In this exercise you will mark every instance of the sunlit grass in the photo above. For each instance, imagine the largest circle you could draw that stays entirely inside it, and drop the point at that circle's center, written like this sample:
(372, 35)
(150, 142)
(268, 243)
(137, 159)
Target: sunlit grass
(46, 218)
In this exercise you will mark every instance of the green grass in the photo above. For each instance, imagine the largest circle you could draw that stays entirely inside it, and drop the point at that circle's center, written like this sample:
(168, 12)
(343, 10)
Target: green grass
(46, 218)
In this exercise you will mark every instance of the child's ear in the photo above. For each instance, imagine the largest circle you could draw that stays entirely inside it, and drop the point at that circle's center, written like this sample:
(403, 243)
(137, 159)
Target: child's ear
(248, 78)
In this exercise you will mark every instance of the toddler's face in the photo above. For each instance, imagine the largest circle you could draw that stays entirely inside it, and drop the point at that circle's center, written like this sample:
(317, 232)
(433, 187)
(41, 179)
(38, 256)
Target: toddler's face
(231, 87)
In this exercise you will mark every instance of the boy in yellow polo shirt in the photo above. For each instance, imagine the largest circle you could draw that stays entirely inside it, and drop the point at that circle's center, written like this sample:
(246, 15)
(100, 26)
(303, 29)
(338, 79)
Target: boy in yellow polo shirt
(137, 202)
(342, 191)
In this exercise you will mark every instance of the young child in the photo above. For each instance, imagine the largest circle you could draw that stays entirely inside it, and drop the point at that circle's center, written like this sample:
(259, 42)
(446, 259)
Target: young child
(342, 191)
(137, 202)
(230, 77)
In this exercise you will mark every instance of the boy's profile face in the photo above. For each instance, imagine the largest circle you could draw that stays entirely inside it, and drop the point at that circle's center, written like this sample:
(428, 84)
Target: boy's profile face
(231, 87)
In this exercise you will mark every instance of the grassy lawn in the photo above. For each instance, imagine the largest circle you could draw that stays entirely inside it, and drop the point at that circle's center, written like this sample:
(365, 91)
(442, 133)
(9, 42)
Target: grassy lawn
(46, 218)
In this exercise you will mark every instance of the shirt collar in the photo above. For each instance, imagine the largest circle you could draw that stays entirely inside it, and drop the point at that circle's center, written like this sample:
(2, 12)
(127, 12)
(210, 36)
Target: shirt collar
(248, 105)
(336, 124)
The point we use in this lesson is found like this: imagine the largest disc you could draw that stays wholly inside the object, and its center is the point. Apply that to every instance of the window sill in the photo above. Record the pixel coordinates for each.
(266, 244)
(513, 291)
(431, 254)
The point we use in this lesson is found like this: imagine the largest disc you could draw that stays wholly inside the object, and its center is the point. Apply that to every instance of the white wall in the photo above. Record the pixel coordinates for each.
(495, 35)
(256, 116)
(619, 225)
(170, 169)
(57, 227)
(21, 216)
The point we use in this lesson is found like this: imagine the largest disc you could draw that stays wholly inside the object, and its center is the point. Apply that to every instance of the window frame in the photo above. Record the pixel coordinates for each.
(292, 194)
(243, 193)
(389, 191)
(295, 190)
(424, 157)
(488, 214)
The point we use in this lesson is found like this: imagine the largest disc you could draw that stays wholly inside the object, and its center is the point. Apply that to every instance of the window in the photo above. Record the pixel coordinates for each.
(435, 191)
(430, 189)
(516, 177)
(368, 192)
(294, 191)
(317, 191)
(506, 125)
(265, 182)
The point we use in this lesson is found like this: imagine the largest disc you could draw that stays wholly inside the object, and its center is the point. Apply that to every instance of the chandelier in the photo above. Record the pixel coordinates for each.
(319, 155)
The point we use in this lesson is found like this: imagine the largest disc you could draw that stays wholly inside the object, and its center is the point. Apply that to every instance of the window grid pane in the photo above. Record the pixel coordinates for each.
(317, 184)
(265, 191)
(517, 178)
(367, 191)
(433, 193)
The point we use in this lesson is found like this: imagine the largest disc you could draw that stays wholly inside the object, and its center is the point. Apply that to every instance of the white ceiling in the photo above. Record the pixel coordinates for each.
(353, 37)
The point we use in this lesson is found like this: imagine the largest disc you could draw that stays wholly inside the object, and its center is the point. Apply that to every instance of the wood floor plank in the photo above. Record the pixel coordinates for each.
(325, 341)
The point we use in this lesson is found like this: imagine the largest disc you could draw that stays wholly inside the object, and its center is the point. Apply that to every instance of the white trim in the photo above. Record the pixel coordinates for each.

○ ○ ○ ○ ○ ○ ○

◆ **WHAT IS NEEDED**:
Word for word, transcribe the complete listing.

◆ **EXERCISE SOLUTION**:
In this exercise you will mark every instance of the sunlit grass in the photo above. For each instance, imagine the largest circle you could draw that stays entirely inside it, and drop the point at that circle's center, written like this sample:
(372, 35)
(150, 142)
(268, 243)
(137, 159)
Target: sunlit grass
(46, 218)
In this exercise you will mark every instance of the green grass in the photo above. For each instance, imagine the largest circle you could draw that stays entirely inside it, and drop the point at that circle's center, written like this sample:
(168, 12)
(343, 10)
Target: green grass
(46, 218)
In this exercise you will mark every instance of the child's ear in the photo above. For each instance, imagine the largest circle you could draw that stays entirely inside it, and drop the point at that circle's center, written like this sample:
(403, 243)
(137, 159)
Target: child's ear
(248, 78)
In this exercise you will mark every instance of the toddler's face in the photo above. For each instance, imagine the largest circle you could draw that stays entirely inside it, and drop the point at that circle's center, written like this sample:
(317, 232)
(433, 187)
(41, 179)
(38, 256)
Target: toddler's face
(231, 87)
In this exercise you will mark every instance of the boy in yellow polo shirt in the photo above. For each instance, imagine the largest circle you could draw that stays entirely inside it, and drop the point at that circle's center, written like this sample:
(246, 15)
(100, 26)
(303, 29)
(338, 79)
Target: boy in yellow polo shirt
(137, 202)
(342, 191)
In this exercise you will mark every instance of the young child in the photo above. For each instance, imagine the largest circle you could draw that stays entirely inside it, and drop the point at that circle's center, written like this sample:
(259, 42)
(446, 259)
Target: young child
(342, 191)
(137, 202)
(230, 77)
In this exercise you will mark every instance of the boy's profile face in the photo above. For each instance, imagine the largest circle you could draw that stays entirely inside it, and drop the point at that circle's center, written like this sample:
(428, 84)
Target: boy's profile face
(231, 87)
In this exercise you will mark every instance of the grassy lawn in the photo above. For each instance, imagine the largest circle you could draw that stays entirely inside it, and drop the point at that circle's center, written like this sample:
(365, 91)
(442, 133)
(9, 42)
Target: grassy lawn
(46, 218)
In this exercise you will mark every instance of the shirt collar in the photo above. For each instance, imagine the largest circle you could draw that stays entirely inside it, and drop the point at that circle's center, written like this sample:
(2, 12)
(127, 12)
(210, 36)
Target: shirt collar
(248, 105)
(336, 124)
The point we use in this lesson is found like this: imagine the largest disc you could draw that stays wholly inside the object, and its center is the point. Apply that to every instance of the window sill in the photo above. Record the pixel coordinates for each.
(266, 244)
(513, 291)
(431, 254)
The point we use in this lesson is found like this: imagine the largest disc you could draw that stays wholly inside the object, and its center is the point. Apply that to every instance of the white wall in the photo above. Record the pixel coordinates for each.
(495, 35)
(256, 116)
(619, 225)
(170, 169)
(57, 227)
(21, 216)
The point we use in this lesson is found like this: imagine the largest disc you could draw that stays wholly inside the object, and its center is the point. Apply that to every instance of the window frame in the photo above. Record the pixel coordinates for each.
(292, 194)
(243, 193)
(389, 191)
(295, 190)
(424, 157)
(488, 214)
The point we use in this lesson is found like this: imagine the largest disc you could draw that stays wholly inside the object, and its center is the point. Apply that to every instance of the window in the photo above. Record the pixel coordinates for each.
(435, 191)
(430, 189)
(516, 177)
(368, 192)
(294, 191)
(317, 191)
(506, 125)
(265, 182)
The point we use in this lesson is found like this: imagine the largest disc you could draw that stays wholly inside the object, and its center is the point. Apply that to every instance of the chandelier in the photo above. Record the pixel coordinates for each.
(319, 155)
The point we use in this lesson is found like this: imagine the largest disc you could draw that stays wholly inside the object, and its center is the point. Apply that to every instance of the window grid pane in the photo above. Record the pixel coordinates for each.
(317, 184)
(265, 191)
(517, 178)
(367, 191)
(433, 193)
The point we use in this lesson is found like this: imagine the largest disc you could draw that stays wholly inside the object, and its center is the point. Apply that to every instance of the white ceiling in the photo above. Record the pixel coordinates for each.
(353, 37)
The point we use in this lesson is found like this: imagine the largest disc you could draw that stays wholly inside the object, and its center is the point. Apply that to every instance of the wood floor plank in the photo above. Record the pixel coordinates for each.
(325, 341)
The point we use in this lesson is found like this: imagine the largest disc you could draw that stays wholly inside the object, and its center is the point. Apply that to every instance of the white trim in the photo above. Record the pixel coordinates for each.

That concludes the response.